* [Problem details]:
Please recast every line of the records below as a JSON list of strings, one string per line, leaving out any blank lines.
:: Data extract
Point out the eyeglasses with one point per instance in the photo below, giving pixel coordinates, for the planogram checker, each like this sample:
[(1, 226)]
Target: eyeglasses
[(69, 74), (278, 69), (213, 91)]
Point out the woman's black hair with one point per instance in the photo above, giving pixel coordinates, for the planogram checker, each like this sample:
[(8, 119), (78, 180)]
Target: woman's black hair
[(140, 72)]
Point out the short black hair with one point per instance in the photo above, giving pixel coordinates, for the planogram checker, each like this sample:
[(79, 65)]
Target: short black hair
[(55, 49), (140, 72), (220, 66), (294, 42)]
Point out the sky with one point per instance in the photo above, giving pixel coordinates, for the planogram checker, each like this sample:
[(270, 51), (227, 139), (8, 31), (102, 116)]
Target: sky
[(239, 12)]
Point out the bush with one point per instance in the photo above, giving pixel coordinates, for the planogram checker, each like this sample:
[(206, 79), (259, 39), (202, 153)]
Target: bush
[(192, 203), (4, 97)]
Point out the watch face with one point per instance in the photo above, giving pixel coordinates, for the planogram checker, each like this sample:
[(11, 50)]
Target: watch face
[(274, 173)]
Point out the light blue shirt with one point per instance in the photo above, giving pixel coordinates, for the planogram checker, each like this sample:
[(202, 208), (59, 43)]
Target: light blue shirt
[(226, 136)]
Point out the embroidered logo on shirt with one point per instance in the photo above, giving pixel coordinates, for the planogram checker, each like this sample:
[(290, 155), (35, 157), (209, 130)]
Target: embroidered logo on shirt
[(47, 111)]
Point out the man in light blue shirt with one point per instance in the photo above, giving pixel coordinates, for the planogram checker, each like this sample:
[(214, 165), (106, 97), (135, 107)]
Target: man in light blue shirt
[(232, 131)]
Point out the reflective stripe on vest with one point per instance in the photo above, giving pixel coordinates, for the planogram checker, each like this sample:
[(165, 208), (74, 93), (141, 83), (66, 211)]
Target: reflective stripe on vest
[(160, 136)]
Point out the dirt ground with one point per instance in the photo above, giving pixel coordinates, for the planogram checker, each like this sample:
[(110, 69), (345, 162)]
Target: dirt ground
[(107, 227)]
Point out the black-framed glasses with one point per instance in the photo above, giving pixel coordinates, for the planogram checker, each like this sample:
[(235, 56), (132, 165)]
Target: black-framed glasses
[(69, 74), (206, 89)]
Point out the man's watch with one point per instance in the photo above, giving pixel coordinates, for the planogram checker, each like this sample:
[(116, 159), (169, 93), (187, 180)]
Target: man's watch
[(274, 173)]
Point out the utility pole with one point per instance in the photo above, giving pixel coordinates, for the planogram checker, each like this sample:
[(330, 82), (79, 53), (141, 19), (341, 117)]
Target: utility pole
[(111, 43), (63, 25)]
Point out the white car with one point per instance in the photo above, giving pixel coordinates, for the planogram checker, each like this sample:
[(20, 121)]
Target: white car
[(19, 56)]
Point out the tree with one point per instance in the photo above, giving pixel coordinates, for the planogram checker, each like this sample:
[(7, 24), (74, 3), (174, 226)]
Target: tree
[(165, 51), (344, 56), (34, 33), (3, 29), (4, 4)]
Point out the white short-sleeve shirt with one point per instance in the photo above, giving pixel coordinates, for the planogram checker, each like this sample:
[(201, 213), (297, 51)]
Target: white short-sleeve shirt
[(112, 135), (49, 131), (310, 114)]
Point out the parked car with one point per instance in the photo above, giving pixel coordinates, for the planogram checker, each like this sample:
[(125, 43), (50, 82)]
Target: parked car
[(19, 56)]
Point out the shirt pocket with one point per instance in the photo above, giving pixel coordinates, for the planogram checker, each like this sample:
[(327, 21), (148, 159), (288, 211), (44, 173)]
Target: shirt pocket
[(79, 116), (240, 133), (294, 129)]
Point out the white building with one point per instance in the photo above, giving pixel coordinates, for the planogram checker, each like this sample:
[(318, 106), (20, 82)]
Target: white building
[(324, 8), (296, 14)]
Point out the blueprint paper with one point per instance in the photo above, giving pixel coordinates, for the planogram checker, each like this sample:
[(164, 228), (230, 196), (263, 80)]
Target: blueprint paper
::::
* [The response]:
[
  "Point out the eyeglasses with one point per instance in the photo below, giving pixel coordinates, for the planogram checker, each like this sample:",
  "[(1, 226)]",
  "Target: eyeglasses",
  "[(69, 74), (278, 69), (213, 91)]",
  "Point out the woman's black hair with one point per instance in the photo above, giving pixel coordinates, for the planogram checker, each like this sample:",
  "[(8, 119), (78, 180)]",
  "Target: woman's black hair",
  "[(140, 72)]",
  "Point out the short black hair with one point per instance in the photo above, giving pixel coordinates, for the planogram checker, each like this sample:",
  "[(79, 65)]",
  "Target: short black hair",
  "[(55, 49), (140, 72), (220, 66), (294, 42)]",
  "Point out the sky with one point per instance in the photo above, giving pixel coordinates, for the planogram checker, each like this sample:",
  "[(270, 51), (227, 139), (8, 31), (102, 116)]",
  "Target: sky",
  "[(239, 12)]",
  "Point out the bush with one point per instance in the photo above, giving pixel coordinates, for the planogram checker, each like this sample:",
  "[(206, 79), (259, 39), (202, 153)]",
  "Target: bush",
  "[(192, 203), (4, 97)]",
  "Point out the watch face with one point per instance in the photo above, giving pixel coordinates, for the planogram checker, each like this sample:",
  "[(11, 50)]",
  "Target: watch face",
  "[(274, 173)]",
  "Point out the light blue shirt with one point per instance in the photo above, giving pixel coordinates, for the planogram checker, each like this sample:",
  "[(202, 208), (59, 43)]",
  "Target: light blue shirt",
  "[(226, 136)]",
  "Point out the embroidered logo on shirt with one point per instance in the photo above, giving pixel coordinates, for the planogram checker, each like this sample:",
  "[(290, 155), (35, 157), (209, 130)]",
  "Target: embroidered logo on shirt",
  "[(47, 111)]",
  "Point out the man in light blue shirt with one point per instance in the photo above, giving pixel coordinates, for the planogram checker, each like this sample:",
  "[(214, 165), (106, 97), (135, 107)]",
  "Target: man in light blue shirt",
  "[(232, 131)]",
  "Point out the reflective stripe on vest with one point per instance in the photo above, giving pixel coordinates, for the planogram checker, each like this sample:",
  "[(165, 208), (74, 93), (141, 83), (66, 211)]",
  "Target: reflective stripe on vest",
  "[(160, 136)]",
  "Point out the dirt ground with one point per instance in the photo above, giving pixel coordinates, for the planogram checker, each like this sample:",
  "[(110, 69), (345, 162)]",
  "Target: dirt ground",
  "[(107, 227)]",
  "Point out the black-framed glasses with one point per instance in the photo above, giving pixel coordinates, for the planogram checker, each like this sample:",
  "[(235, 56), (132, 165)]",
  "Target: black-framed glasses",
  "[(69, 74), (206, 89)]",
  "Point out the man's watch with one point per instance in the photo above, giving pixel coordinates, for the planogram checker, each like this sample:",
  "[(116, 159), (169, 93), (187, 180)]",
  "Target: man's watch",
  "[(274, 173)]",
  "Point out the utility pole with one point per instance in the photo above, giving pixel coordinates, for the planogram checker, each like this sample:",
  "[(330, 82), (79, 53), (141, 19), (341, 117)]",
  "Target: utility pole",
  "[(111, 43), (63, 25)]",
  "Point out the white car with one point per instance in the photo above, giving pixel coordinates, for the planogram checker, each like this sample:",
  "[(20, 121)]",
  "Target: white car",
  "[(19, 56)]",
  "Point out the tree with one point per instance in the photo above, giving pixel coordinates, for the planogram checker, each like this sample:",
  "[(7, 24), (74, 3), (174, 226)]",
  "Target: tree",
  "[(165, 51), (344, 56), (34, 33), (3, 29), (4, 4)]",
  "Point out the white short-sleeve shirt with one point per instance in the photo above, giving pixel coordinates, for the planogram checker, each like this sample:",
  "[(201, 213), (297, 51)]",
  "Target: white short-sleeve shirt",
  "[(112, 135), (49, 131), (310, 114)]",
  "Point out the parked car with one point per instance in the photo above, giving pixel coordinates, for the planogram checker, each like this sample:",
  "[(125, 43), (50, 82)]",
  "Target: parked car",
  "[(19, 56)]",
  "Point out the shirt pocket with one point per instance in the photo above, giving pixel coordinates, for the planogram checker, each like this sample:",
  "[(327, 21), (148, 159), (288, 211), (44, 173)]",
  "Target: shirt pocket",
  "[(79, 116), (240, 133), (294, 129)]",
  "Point out the white building with one point per instance in the photo above, giving pixel coordinates, for the planogram checker, each like this sample:",
  "[(318, 106), (20, 82)]",
  "Target: white building",
  "[(324, 8), (296, 14)]",
  "Point out the blueprint paper with one point per instance in the photo above, giving pixel coordinates, for the planogram checker, each like this sample:",
  "[(164, 228), (230, 196), (263, 80)]",
  "Target: blueprint paper"
]